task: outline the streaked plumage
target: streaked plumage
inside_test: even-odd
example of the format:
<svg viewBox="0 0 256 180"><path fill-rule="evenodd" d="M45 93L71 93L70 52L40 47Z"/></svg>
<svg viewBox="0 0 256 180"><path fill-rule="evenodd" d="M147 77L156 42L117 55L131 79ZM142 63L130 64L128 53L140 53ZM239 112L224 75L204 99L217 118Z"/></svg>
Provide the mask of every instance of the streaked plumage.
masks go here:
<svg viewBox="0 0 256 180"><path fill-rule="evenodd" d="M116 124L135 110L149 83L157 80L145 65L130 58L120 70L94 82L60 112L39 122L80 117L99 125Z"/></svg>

◇ ◇ ◇ ◇

Exercise objective. Extract all of the data shown above without alteration.

Response to the task.
task: outline the streaked plumage
target: streaked plumage
inside_test: even-odd
example of the format:
<svg viewBox="0 0 256 180"><path fill-rule="evenodd" d="M45 93L71 93L70 52L40 47Z"/></svg>
<svg viewBox="0 0 256 180"><path fill-rule="evenodd" d="M147 77L156 42L117 55L131 79ZM142 63L130 64L128 53L140 53ZM239 112L224 75L204 99L217 118Z"/></svg>
Provide the mask of every instance of the streaked plumage.
masks go here:
<svg viewBox="0 0 256 180"><path fill-rule="evenodd" d="M116 124L135 110L149 83L157 80L145 65L130 58L120 70L94 82L60 112L39 122L80 117L99 125Z"/></svg>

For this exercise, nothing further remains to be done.